=== BRANO DA ESAMINARE ===
"""
Discussione e conclusioni
Per quanto riguarda la produzione d nuove molecole analoghe al DNA, da utilizzare come sonde che abbiano caratteristiche migliori rispetto a sonde a DNA, si sta procedendo ad una variazione dei gruppi protettori.
Le evidenze sperimentali qui riportate con il biosensore derivatizzato con sonde ssDNA o ssDNA/LNA, indicano come sia la sonda a ssDNA che quella a ssDNA/LNA (in particolare) conferiscano alla superficie del biosensore una buona selettività nei confronti di campioni di DNA amplificato.

La sonda a ssDNA/LNA presenta una sensibilità superiore, che conferisce alla superficie la capacità di rilevare (seppur con una moderata sensibilità) la presenza di campioni di DNA anche in campioni non pre-amplificati. La sensibilità in questo caso può essere funzione della carica virale del campione.
"""
=== OBIETTIVO ===
Trascrivi la parte del brano sulle sonde che comincia con "La sonda a ssDNA/LNA" e finisce con "virale del campione.", sostituendo "superiore" con "maggiore".

=== DATI DISPONIBILI ===
"""
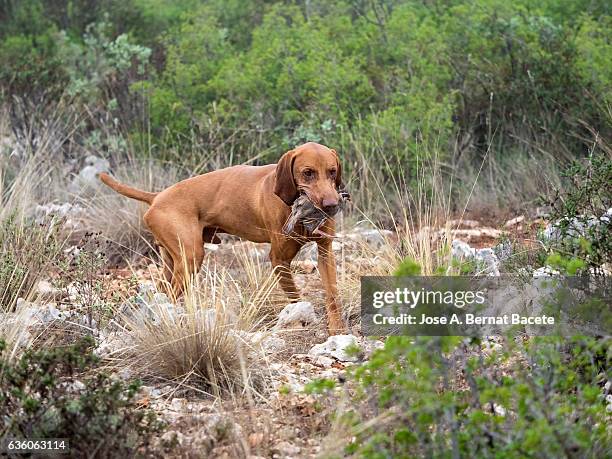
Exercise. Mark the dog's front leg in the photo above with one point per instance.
"""
=== SOLUZIONE ===
La sonda a ssDNA/LNA presenta una sensibilità maggiore, che conferisce alla superficie la capacità di rilevare (seppur con una moderata sensibilità) la presenza di campioni di DNA anche in campioni non pre-amplificati. La sensibilità in questo caso può essere funzione della carica virale del campione.